┌─ Page text

Gotabaya pledges – I will do it my way

By Our Political Editor

Gives new identity to the presidency which he fought hard to win

No portraits in state institutions, cuts down his security staff, no road closures for his motorcade

Selection committee appointed to screen those recommended as chairpersonsor directors of state institutions; pledges to eradicate bribery and corruption

UNP in turmoil, but Ranil likely to be the leader of the opposition; Vasudeva to take over as Speaker


The venue was historic. The Ruvanwelisaya built by King Dutugemunu, who became King of Sri Lanka after a war where he defeated the Chola King Elara some 140 years before Christ, on a sunny Monday morning.

Facing the limestone statue of King Dutugemunu, south of the imposing Dagoba, Nandasena Gotabaya Rajapaksa, declared elected by an overwhelming vote as seventh executive President of Sri Lanka, stood solemnly ahead of the armed forces commanders in their regalia. He declared “we knew from the beginning that the majority Sinhala community would be the decisive factor in this victory. I knew it was possible to emerge victorious with their sole support. I appealed to the Tamil and Muslim communities too to become parties in this victory. That appeal was not satisfactory to the level I expected.”  Yet, he pleaded to “our Tamil and Muslim brethren to join together for the sake of the country’s prosperity.”

He was bold enough to tell the truth, He was not shy to pronounce his Buddhist upbringing and credentials. The Tamil and Muslim communities had en masse voted for his opponent, Sajith Premadasa from the UNP-led New Democratic Front (NDF). This is particularly in the North and East. That clearly was a strong message for the three pro-UNP parties — the Tamil National Alliance (TNA), the Sri Lanka Muslim Congress and the All Ceylon Makkal Congress. The disappointment was worse for Rajapaksa. Visits to Hindu and Muslim places of worship were an integral part his campaign to show he was reaching out to them.

There was euphoria as Sri Lankans countrywide, some consumed by high pitched propaganda of a Rajapaksa defeat and others discerning enough to know he was on a path to convincing victory, watched from their homes and places of work. An internal survey by the UNP showed that Premadasa needed to continue his focus on youth, women, Sinhala-Buddhists and rural voters, with him trailing at 32 percent to Rajapaksa’s 45 and an undecided segment of 17 percent a week before the election. They expected Premadasa to receive 90 percent of the undecided voters during the last wave to end up marginally ahead of Rajapaksa with neither getting the required 50 percent in the first count. Clearly, it was not to be the case. The Buddhist clergy came out in numbers to back Rajapaksa for the Presidency.

└─

Tasks to carry out ->
**1)** According to the election article, what share of the vote did the UNP's internal survey give Premadasa a week before the election?
**2)** Reproduce the passage of the election article starting with "UNP in turmoil, but" and going on through "sunny Monday morning.".

┌─ Data listing

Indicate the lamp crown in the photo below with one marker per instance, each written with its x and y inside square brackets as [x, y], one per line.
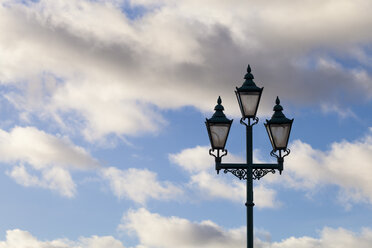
[219, 116]
[278, 107]
[249, 75]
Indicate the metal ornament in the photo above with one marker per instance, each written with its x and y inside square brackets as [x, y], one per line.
[250, 171]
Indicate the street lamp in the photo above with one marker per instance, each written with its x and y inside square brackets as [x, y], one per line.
[278, 129]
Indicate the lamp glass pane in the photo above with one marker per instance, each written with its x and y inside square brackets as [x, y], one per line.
[249, 101]
[219, 134]
[270, 137]
[280, 133]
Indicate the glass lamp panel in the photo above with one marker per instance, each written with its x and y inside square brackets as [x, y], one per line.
[219, 134]
[270, 137]
[249, 101]
[280, 133]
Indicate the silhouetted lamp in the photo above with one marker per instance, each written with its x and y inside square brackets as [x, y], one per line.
[218, 127]
[248, 96]
[278, 128]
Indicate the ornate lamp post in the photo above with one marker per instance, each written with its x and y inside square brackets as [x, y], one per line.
[278, 129]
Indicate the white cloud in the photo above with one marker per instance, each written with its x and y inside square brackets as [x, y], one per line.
[115, 75]
[154, 230]
[139, 185]
[51, 156]
[41, 150]
[203, 178]
[22, 239]
[55, 178]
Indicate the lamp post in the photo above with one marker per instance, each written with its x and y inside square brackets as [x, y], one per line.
[278, 129]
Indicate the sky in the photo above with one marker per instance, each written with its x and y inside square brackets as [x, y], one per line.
[102, 134]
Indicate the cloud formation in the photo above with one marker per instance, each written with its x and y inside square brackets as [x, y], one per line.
[115, 75]
[22, 239]
[139, 185]
[345, 164]
[27, 148]
[154, 230]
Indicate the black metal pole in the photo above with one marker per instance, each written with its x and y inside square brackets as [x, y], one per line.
[249, 202]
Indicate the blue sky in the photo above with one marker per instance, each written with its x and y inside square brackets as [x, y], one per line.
[102, 110]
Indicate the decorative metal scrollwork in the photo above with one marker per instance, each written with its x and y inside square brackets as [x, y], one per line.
[259, 173]
[239, 173]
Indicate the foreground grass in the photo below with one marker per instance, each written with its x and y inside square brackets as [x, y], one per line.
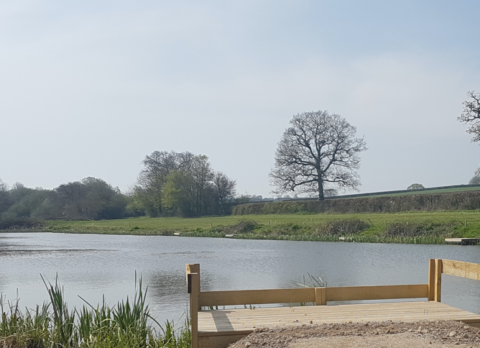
[430, 227]
[128, 324]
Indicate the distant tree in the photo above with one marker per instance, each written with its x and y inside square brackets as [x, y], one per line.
[90, 199]
[475, 180]
[5, 201]
[318, 150]
[471, 115]
[182, 184]
[224, 190]
[415, 187]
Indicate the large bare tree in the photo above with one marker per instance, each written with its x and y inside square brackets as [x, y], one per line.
[318, 152]
[471, 114]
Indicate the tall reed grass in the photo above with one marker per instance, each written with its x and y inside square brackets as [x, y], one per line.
[53, 324]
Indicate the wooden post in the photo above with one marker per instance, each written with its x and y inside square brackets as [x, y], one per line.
[193, 268]
[320, 296]
[438, 280]
[194, 290]
[431, 279]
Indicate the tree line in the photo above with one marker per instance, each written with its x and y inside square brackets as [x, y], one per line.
[170, 184]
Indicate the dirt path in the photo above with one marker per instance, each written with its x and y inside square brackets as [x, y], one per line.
[384, 334]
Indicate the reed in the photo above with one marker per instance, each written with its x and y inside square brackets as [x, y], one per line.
[127, 324]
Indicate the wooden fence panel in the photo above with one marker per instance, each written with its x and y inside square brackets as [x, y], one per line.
[461, 269]
[246, 297]
[384, 292]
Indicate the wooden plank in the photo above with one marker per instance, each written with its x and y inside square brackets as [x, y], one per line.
[194, 281]
[356, 293]
[431, 279]
[192, 268]
[320, 296]
[438, 280]
[238, 321]
[461, 269]
[220, 341]
[246, 297]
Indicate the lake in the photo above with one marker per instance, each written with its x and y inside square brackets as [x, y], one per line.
[92, 266]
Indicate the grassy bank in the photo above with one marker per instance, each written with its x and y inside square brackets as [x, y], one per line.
[408, 227]
[127, 324]
[462, 200]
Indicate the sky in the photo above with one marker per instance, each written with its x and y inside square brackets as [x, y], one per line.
[89, 88]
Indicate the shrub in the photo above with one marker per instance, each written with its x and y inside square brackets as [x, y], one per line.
[342, 227]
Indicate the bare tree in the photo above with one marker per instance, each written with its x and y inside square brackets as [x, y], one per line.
[224, 189]
[471, 115]
[318, 150]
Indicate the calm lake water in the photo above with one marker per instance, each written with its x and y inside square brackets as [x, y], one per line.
[92, 266]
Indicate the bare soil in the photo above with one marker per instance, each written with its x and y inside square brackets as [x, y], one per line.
[372, 334]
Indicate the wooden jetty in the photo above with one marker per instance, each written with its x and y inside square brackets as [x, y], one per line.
[220, 327]
[462, 241]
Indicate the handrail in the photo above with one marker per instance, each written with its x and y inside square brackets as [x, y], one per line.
[320, 296]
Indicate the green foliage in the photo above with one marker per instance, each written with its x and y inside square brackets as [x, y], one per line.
[475, 180]
[182, 184]
[53, 325]
[415, 187]
[468, 200]
[342, 227]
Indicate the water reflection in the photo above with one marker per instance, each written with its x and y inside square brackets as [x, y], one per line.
[96, 265]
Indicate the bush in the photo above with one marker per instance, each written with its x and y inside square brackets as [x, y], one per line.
[468, 200]
[342, 227]
[19, 223]
[419, 229]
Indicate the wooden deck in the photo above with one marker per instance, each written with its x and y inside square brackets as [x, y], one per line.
[462, 241]
[218, 328]
[246, 320]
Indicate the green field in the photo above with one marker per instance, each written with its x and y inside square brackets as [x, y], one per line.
[433, 227]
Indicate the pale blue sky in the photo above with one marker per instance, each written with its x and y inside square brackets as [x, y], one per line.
[88, 88]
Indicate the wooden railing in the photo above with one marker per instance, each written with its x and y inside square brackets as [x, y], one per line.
[320, 296]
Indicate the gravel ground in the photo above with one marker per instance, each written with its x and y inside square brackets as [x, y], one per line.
[373, 334]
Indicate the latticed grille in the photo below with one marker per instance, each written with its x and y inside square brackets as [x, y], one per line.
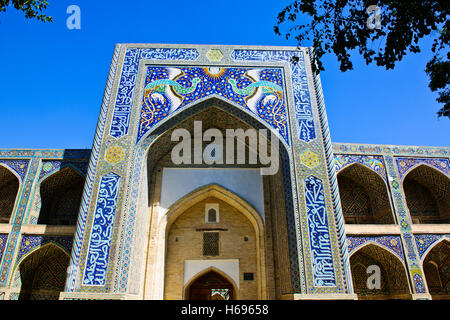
[211, 244]
[212, 215]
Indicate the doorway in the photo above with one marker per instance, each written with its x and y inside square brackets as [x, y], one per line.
[210, 286]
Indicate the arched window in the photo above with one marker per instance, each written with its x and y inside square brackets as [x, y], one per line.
[392, 282]
[9, 186]
[427, 193]
[436, 266]
[43, 273]
[364, 196]
[61, 197]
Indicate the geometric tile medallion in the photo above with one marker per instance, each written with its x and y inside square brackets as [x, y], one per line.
[310, 159]
[214, 55]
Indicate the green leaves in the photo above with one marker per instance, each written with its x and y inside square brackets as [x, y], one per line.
[32, 8]
[340, 26]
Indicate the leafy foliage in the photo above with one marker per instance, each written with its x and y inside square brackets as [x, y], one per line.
[340, 26]
[32, 8]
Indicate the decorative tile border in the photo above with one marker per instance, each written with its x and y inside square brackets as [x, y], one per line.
[404, 164]
[100, 239]
[32, 242]
[3, 239]
[392, 243]
[17, 158]
[20, 167]
[376, 163]
[319, 233]
[425, 241]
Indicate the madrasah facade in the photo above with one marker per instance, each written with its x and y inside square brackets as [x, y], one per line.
[143, 216]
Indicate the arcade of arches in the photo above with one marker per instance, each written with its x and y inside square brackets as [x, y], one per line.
[9, 186]
[243, 252]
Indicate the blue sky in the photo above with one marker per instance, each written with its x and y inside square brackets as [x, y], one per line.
[52, 79]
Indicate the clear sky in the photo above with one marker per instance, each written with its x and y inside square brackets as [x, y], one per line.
[52, 79]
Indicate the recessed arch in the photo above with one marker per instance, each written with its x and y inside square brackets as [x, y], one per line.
[221, 194]
[436, 266]
[226, 282]
[427, 193]
[393, 279]
[9, 190]
[204, 103]
[201, 195]
[148, 145]
[41, 274]
[364, 196]
[60, 197]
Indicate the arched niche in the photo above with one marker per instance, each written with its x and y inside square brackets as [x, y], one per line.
[9, 187]
[61, 195]
[427, 193]
[393, 279]
[278, 210]
[436, 266]
[364, 196]
[43, 273]
[211, 284]
[241, 239]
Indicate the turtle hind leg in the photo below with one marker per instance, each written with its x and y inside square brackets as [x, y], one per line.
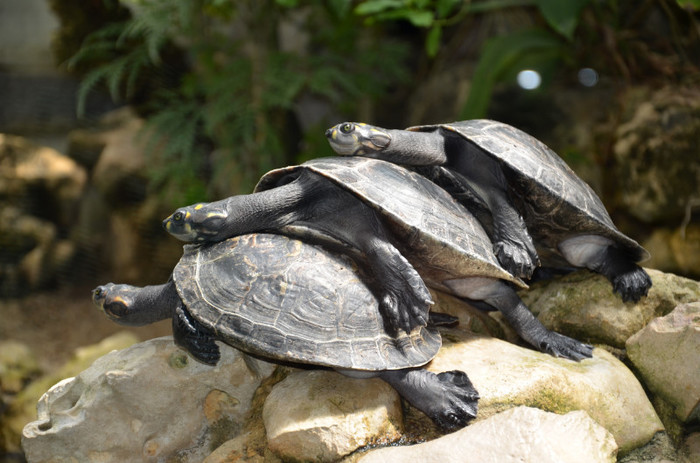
[192, 337]
[601, 255]
[448, 398]
[628, 279]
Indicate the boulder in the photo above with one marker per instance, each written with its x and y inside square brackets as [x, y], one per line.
[669, 347]
[507, 376]
[518, 435]
[18, 365]
[149, 402]
[582, 305]
[323, 415]
[675, 250]
[657, 164]
[23, 407]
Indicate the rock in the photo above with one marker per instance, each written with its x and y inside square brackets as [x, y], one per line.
[17, 366]
[156, 402]
[39, 180]
[518, 435]
[669, 347]
[582, 305]
[507, 375]
[40, 190]
[22, 409]
[323, 415]
[658, 168]
[675, 250]
[659, 450]
[691, 448]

└─

The answers ->
**1)** 32 percent

**2)**
UNP in turmoil, but Ranil likely to be the leader of the opposition; Vasudeva to take over as Speaker


The venue was historic. The Ruvanwelisaya built by King Dutugemunu, who became King of Sri Lanka after a war where he defeated the Chola King Elara some 140 years before Christ, on a sunny Monday morning.